What the task requires
Copy out the lines below, unchanged, from the line containing "For every instance of the two-lane" through the last line. Leave the pictures out.

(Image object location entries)
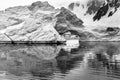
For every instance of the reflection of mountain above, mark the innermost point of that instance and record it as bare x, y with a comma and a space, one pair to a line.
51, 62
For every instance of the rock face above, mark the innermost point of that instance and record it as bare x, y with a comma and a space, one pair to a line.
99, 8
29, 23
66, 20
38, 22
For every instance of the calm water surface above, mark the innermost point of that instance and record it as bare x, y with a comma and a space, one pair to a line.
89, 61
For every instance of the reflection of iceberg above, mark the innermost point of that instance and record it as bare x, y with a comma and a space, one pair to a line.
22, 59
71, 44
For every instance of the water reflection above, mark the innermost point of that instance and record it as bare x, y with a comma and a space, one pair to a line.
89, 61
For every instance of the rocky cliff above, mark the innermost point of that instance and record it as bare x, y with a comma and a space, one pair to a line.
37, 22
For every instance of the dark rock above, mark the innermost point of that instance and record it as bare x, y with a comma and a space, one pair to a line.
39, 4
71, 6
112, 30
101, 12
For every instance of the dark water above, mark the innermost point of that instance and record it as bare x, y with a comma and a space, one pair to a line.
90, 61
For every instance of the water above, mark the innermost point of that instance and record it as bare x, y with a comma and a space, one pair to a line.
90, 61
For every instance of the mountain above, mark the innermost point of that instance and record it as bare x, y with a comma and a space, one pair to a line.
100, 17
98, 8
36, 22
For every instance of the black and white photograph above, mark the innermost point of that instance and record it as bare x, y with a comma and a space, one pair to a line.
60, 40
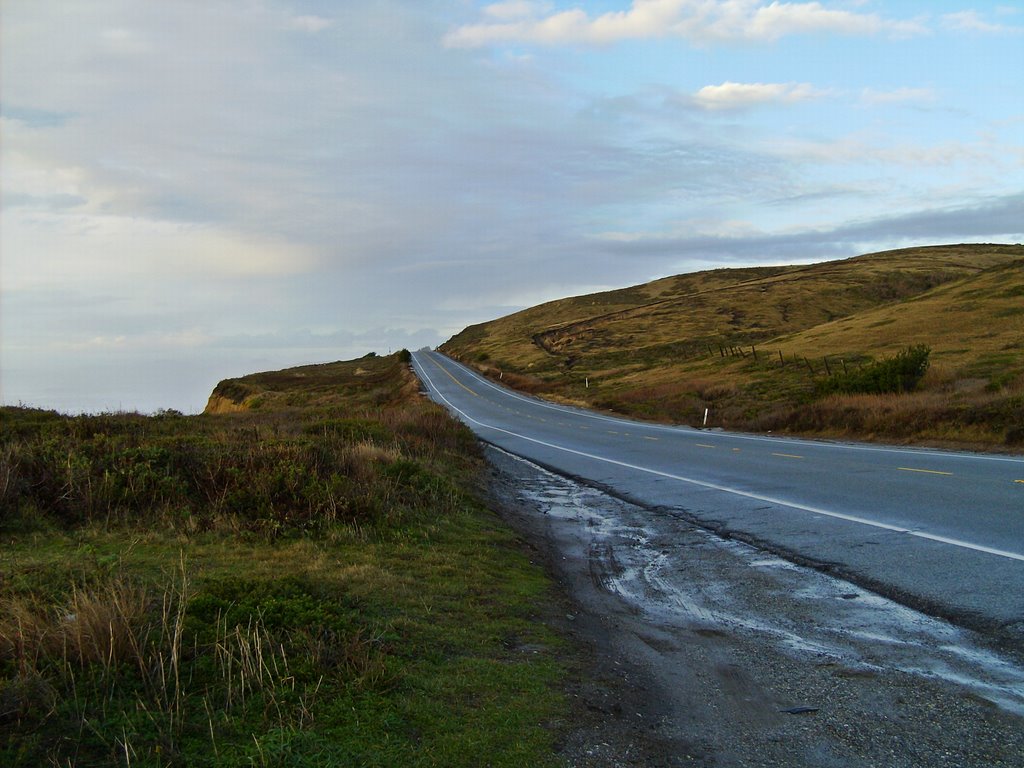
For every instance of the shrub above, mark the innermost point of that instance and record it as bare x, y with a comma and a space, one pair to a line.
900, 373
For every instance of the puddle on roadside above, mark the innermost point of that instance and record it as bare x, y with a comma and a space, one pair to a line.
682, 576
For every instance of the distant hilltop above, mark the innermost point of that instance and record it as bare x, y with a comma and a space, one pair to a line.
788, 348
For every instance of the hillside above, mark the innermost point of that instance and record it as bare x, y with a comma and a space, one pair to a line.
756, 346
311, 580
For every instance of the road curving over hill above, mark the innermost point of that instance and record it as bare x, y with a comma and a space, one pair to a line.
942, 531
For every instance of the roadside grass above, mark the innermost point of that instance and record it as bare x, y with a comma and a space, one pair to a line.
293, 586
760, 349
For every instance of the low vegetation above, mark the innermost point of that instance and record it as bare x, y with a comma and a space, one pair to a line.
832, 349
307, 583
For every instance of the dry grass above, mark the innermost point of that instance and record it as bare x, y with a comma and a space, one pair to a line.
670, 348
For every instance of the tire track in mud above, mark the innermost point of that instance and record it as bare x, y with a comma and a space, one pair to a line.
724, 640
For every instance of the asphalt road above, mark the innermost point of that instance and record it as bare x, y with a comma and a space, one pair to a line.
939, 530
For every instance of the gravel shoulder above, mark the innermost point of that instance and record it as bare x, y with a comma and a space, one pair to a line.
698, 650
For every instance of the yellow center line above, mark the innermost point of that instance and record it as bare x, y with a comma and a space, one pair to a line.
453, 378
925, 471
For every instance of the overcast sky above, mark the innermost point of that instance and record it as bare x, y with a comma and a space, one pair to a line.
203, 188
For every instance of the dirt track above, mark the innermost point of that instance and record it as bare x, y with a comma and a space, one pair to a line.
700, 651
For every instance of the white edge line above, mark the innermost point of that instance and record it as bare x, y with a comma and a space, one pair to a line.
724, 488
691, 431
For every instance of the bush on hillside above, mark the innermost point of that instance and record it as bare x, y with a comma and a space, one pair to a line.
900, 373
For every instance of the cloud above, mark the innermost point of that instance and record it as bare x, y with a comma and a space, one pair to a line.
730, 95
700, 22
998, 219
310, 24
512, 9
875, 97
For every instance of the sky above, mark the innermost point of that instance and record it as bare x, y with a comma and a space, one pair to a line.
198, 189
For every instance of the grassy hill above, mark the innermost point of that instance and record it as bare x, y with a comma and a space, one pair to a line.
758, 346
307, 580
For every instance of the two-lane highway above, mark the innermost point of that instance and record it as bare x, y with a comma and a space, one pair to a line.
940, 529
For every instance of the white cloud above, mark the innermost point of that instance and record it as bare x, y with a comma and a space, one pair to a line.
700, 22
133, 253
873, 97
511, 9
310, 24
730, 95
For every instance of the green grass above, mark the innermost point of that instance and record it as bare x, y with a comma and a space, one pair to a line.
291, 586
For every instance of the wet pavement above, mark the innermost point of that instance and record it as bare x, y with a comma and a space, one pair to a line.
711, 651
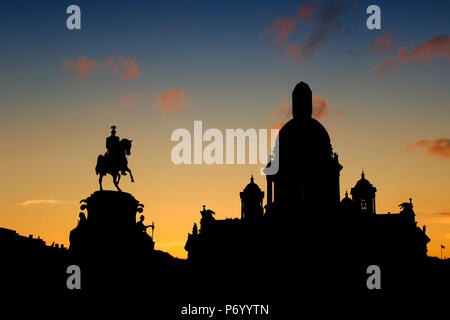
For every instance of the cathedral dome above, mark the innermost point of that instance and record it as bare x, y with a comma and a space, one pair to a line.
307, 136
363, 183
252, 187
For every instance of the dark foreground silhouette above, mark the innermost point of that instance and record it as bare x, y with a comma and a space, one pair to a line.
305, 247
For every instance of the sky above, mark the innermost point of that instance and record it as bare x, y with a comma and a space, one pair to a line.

Exercise response
For every instance of the two-lane highway above, mark the innermost point of that instance and record it as bare x, y with a comma and a space, one pair to a line.
940, 529
For every instance of the white cloud above, mark the innermost point of that instance and record it as bare x, y with a comma and a space, one pair to a line.
700, 22
133, 253
873, 97
511, 9
310, 24
730, 95
For every instance of the green grass above, mark the innermost point of that instance and record it as bare x, y with a comma and a space, one pair to a line.
291, 586
For every instance of the wet pavement above, mark the innermost point of that instance and record it as bare x, y with a comma and a space, one pair to a line.
711, 651
For every instance of the cathedral dome above, mark the innermost point of that instance and record it as bare x, y with a comma and a space, one pair to a line.
307, 136
363, 183
252, 187
For every instance of the dark foreground silhouette above, mark the innermost point of that instance and record it as bare x, y with a comma and a space, one pair to a line.
305, 247
For every instance of the sky above, mark the innermost point of that instance and record it as bare x, y with a comma and a space, one pair to a line.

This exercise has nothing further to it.